* [TASKS]
1 - According to the Rachid Ghanimi biography, which club did Ghanimi join after leaving Oued Zem in August 2023?
2 - Print the stretch of the Rachid Ghanimi biography from "- Place of birth: Khouribga, Morocco" through "Zem / 0 / (0)".
3 - Proceed with the Rachid Ghanimi biography from the point where it stops.

* [GIVEN TEXT]
Rachid Ghanimi

Personal information
- Date of birth: 25 April 2001 (age 25)
- Place of birth: Khouribga, Morocco
- Height: 6 ft 2 in (1.88 m)
- Position: Goalkeeper

Team information
- Current team: Fath Union Sport
- Number: 1

Senior career*
- Years: Team / Apps / (Gls)
- 2020–2023: RC Oued Zem / 0 / (0)
- 2023–: Fath Union Sport / 4 / (0)

International career
- 2023–: Morocco U23 / 1 / (0)
- 2025–: Morocco A' / 0 / (0)

Medal record
Men's football
Representing Morocco
FIFA Arab Cup
| Winner | 2025 Qatar | Team |

= Rachid Ghanimi =

Moroccan footballer (born 2001)

Rachid Ghanimi (born 25 April 2001) is a Moroccan professional footballer who plays as a goalkeeper for Botola club Fath Union Sport. He was selected for the Moroccan team at the 2024 Summer Olympics, winning a bronze medal with the Atlas Lions.

== Club career ==
Ghanimi signed his first professional contract with RC Oued Zem in 2020. He never played any games, mainly serving as the third-string goalkeeper. He was an unused substitute in a 2–0 loss to Hassania Agadir.

Seeking more regular game time, Ghanimi left Oued Zem in August 2023 to join Fath Union Sport in Rabat for an undisclosed fee. He made his Rabat debut in a 0–0 draw against Olympic Safi. Ghanimi also played in the following game against Hassania in a 3–1 win, with Ghanimi only conceding to a penalty. Ghanimi would also play in a 1–1 draw against MA Tétouan and in a 1–0 win against JS Soualem, with Ghanimi saving a penalty in the latter.

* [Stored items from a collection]
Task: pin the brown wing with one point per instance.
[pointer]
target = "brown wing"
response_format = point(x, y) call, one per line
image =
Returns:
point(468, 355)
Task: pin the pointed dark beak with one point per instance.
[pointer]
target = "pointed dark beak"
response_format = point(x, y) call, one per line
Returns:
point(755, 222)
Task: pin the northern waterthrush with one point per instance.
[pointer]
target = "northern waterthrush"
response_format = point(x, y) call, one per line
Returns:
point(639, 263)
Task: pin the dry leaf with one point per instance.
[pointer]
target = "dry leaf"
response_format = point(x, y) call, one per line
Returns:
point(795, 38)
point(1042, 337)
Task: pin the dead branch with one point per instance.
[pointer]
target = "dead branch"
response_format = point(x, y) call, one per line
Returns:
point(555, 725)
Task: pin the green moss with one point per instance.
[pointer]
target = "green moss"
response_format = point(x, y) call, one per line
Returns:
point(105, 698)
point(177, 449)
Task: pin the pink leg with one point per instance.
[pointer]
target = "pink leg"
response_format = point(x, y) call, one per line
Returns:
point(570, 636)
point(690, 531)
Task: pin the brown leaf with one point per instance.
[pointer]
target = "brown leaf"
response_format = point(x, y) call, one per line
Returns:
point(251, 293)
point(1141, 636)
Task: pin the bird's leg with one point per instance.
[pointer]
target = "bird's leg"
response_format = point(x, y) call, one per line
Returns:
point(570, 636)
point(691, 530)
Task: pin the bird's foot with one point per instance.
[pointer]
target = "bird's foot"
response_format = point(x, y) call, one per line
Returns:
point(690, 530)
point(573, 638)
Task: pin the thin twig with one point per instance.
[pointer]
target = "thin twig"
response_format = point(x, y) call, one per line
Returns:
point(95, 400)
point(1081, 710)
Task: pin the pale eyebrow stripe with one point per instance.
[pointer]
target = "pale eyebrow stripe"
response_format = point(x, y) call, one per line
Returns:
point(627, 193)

* [ANSWER SET]
1 - Fath Union Sport in Rabat.

2 -
- Place of birth: Khouribga, Morocco
- Height: 6 ft 2 in (1.88 m)
- Position: Goalkeeper

Team information
- Current team: Fath Union Sport
- Number: 1

Senior career*
- Years: Team / Apps / (Gls)
- 2020–2023: RC Oued Zem / 0 / (0)

3 -
== International career ==
Ghanimi was called up to the Morocco national team to play in the friendlies against Cape Verde and South Africa. He appeared on the bench against South Africa but didn't play any games. Ghanimi also played one game for the Morocco U23, with Tarik Sektioui opting to give him a chance in a 2–0 win against the Wales U21. Ghanimi was a member of the Morocco squad that won the 2023 U-23 Africa Cup of Nations.

Ghanimi was included in Morocco's 2024 Summer Olympics squad. Morocco won the bronze medal.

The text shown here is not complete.